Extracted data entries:
● ● ●

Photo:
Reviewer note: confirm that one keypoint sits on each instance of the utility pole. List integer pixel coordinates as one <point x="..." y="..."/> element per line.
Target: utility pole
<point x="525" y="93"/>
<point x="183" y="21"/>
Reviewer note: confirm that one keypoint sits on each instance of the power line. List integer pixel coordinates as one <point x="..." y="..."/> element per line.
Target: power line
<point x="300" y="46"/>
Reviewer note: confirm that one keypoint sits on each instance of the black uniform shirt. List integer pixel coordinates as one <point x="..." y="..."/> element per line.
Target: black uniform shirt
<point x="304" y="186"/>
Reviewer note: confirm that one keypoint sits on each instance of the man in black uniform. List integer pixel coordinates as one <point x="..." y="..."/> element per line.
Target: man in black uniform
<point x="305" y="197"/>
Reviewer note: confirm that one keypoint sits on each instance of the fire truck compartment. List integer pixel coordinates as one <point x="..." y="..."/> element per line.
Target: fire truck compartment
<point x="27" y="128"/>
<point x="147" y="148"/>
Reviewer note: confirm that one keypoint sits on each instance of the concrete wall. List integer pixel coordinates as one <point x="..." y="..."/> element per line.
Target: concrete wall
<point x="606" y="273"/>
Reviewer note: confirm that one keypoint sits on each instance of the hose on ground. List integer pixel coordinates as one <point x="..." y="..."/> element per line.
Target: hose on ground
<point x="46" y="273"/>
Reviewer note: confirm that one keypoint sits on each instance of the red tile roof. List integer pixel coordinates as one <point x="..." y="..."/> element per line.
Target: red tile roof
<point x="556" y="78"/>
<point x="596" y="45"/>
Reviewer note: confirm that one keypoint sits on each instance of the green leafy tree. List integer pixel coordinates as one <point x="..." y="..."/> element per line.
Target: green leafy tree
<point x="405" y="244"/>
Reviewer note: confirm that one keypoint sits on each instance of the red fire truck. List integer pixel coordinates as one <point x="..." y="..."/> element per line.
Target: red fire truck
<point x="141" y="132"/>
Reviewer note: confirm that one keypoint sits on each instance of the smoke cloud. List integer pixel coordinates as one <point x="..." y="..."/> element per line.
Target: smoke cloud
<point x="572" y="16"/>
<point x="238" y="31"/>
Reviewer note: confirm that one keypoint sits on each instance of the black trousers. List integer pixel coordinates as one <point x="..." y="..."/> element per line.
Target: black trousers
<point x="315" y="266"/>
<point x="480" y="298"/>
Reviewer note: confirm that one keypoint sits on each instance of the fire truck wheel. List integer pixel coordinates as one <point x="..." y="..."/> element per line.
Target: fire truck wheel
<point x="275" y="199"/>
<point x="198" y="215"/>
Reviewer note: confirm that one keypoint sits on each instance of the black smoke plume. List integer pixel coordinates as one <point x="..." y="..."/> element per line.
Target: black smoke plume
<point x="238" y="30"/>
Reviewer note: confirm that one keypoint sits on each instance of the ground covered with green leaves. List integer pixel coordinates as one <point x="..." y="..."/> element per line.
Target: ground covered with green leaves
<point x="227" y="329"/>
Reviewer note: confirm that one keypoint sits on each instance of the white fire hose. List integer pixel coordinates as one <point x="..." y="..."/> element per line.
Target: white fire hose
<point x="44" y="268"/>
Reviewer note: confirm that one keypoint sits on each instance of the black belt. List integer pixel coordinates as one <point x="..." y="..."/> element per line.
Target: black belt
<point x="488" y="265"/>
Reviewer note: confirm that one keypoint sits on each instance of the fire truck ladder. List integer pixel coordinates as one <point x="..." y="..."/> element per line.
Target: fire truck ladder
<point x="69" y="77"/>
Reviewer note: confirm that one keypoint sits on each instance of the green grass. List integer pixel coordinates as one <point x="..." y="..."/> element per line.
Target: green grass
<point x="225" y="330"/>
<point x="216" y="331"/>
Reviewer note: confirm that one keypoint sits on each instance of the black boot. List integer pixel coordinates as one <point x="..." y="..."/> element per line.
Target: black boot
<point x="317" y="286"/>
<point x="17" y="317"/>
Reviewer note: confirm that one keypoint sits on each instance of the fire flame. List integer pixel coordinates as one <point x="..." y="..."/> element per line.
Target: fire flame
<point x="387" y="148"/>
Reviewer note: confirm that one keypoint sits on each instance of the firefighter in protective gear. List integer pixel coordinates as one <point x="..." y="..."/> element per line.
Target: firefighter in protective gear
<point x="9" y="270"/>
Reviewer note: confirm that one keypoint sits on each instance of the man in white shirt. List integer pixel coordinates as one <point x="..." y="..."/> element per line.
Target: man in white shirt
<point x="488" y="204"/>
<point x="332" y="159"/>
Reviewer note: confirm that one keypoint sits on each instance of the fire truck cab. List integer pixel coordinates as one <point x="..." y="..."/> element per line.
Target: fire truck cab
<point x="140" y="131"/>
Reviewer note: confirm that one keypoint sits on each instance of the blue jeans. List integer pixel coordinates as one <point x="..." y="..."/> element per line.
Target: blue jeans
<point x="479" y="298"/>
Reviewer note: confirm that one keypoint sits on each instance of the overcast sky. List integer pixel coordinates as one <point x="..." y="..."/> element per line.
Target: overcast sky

● ● ●

Assignment:
Retype, exactly and in full, the lines above from the one containing "fire truck wheel." through the one containing "fire truck ladder.".

Answer box:
Reviewer note: confirm that one keypoint sits on each instance of the fire truck wheel. List integer pixel coordinates as one <point x="..." y="..."/> element per line.
Target: fire truck wheel
<point x="275" y="199"/>
<point x="198" y="215"/>
Reviewer note: confirm that one keypoint sits on each instance of the black smoke plume. List integer pixel coordinates as one <point x="..." y="..."/> element per line.
Target: black smoke plume
<point x="238" y="30"/>
Reviewer note: confirm that one keypoint sits on each instance of the ground covered with green leaves. List integer pixel coordinates as one <point x="..." y="..."/> element per line.
Target: ground covered with green leaves
<point x="227" y="329"/>
Reviewer note: confirm that one keypoint sits on each instance of the white fire hose. List integer pixel coordinates as one <point x="..." y="..."/> element per line.
Target: white fire hose
<point x="44" y="268"/>
Reviewer note: confirm that one keypoint sits on each instance of the black belt. List integer pixel coordinates as one <point x="..." y="..."/> element per line.
Target: black belt
<point x="488" y="265"/>
Reviewer note: confirm that one keypoint sits on each instance of the fire truck ladder. List integer pixel coordinates as one <point x="..." y="..."/> element per line.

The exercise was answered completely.